> [INSTRUCTION] Collect every line of the rows below that contains the word "white". Case counts.

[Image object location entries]
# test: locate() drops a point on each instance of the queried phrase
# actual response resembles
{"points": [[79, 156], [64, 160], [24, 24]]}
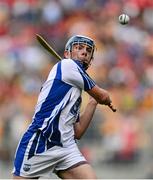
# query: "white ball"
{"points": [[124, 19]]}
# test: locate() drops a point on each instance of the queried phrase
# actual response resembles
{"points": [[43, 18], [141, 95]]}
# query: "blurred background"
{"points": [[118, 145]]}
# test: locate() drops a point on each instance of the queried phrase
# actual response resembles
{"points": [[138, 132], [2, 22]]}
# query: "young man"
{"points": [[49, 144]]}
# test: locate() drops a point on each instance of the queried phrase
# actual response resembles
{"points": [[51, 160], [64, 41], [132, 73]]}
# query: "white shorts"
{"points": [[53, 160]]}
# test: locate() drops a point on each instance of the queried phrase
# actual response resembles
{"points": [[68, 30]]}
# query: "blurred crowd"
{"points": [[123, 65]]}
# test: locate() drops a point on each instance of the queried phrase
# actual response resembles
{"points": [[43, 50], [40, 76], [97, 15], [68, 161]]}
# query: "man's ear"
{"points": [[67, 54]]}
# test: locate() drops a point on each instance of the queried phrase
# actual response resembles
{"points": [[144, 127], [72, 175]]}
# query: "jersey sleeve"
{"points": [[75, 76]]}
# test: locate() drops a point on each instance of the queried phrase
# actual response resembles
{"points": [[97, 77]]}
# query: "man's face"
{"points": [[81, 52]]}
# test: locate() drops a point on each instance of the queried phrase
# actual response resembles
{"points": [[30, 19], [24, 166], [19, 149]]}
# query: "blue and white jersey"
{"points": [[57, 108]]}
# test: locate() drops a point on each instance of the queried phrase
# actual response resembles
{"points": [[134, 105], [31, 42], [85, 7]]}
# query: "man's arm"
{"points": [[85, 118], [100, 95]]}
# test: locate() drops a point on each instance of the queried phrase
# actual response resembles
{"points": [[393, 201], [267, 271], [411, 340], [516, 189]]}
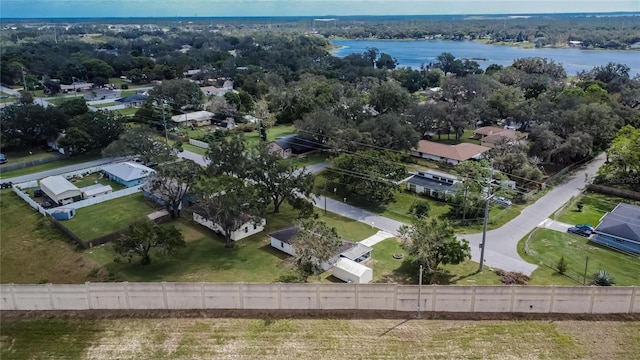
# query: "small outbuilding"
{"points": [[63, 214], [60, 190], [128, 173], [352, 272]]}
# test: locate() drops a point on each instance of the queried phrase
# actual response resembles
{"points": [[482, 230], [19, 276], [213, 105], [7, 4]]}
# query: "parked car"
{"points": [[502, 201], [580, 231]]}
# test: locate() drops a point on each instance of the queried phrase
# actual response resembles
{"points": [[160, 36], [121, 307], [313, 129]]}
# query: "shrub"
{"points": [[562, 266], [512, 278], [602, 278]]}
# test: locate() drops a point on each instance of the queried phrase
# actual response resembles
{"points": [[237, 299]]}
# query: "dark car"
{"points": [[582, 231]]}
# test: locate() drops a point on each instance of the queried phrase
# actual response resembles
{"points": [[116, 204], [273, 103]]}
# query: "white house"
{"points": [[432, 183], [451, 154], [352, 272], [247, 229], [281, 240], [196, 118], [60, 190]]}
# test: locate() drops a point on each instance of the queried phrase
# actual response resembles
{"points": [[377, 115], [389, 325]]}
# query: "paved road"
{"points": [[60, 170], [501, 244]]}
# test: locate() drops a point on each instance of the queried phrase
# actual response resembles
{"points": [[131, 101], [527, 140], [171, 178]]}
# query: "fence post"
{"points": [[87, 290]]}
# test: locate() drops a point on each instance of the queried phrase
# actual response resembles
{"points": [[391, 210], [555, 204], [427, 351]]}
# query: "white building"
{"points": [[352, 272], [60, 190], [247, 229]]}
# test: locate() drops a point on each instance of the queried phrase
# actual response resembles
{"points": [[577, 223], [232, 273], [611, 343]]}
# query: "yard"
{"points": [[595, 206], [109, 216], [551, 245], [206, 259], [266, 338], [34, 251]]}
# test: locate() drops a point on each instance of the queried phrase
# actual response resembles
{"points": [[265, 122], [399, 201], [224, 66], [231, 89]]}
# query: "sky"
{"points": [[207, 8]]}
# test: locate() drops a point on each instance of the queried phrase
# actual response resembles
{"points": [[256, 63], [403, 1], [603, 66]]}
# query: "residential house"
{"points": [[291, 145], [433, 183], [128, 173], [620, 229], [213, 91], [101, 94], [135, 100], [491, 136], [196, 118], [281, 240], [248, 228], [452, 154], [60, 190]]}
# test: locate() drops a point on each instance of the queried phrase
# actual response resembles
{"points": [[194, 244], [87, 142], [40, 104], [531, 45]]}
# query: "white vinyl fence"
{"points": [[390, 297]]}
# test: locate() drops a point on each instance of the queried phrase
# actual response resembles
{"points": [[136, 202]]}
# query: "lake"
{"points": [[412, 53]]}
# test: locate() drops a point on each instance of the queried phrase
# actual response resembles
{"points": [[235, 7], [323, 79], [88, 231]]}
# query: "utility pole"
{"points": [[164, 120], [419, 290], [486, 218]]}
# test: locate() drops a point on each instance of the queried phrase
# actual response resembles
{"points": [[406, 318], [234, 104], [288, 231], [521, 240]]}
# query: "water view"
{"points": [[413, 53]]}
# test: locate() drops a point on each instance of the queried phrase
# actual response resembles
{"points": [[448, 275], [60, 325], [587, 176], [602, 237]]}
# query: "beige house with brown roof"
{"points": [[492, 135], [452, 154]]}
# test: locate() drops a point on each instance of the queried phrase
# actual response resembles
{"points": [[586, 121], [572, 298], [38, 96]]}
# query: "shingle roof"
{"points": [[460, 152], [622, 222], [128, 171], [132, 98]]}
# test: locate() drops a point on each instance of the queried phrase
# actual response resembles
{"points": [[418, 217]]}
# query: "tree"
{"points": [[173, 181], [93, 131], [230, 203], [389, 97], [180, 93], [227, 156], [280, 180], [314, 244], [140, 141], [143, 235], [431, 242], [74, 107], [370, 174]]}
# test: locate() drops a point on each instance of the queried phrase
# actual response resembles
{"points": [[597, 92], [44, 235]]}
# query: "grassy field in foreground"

> [EXERCISE ANSWER]
# query: "white ball"
# query: "white shorts"
# query: "blue and white jersey"
# query: "white house"
# query: "white building"
# query: "white vinyl fence"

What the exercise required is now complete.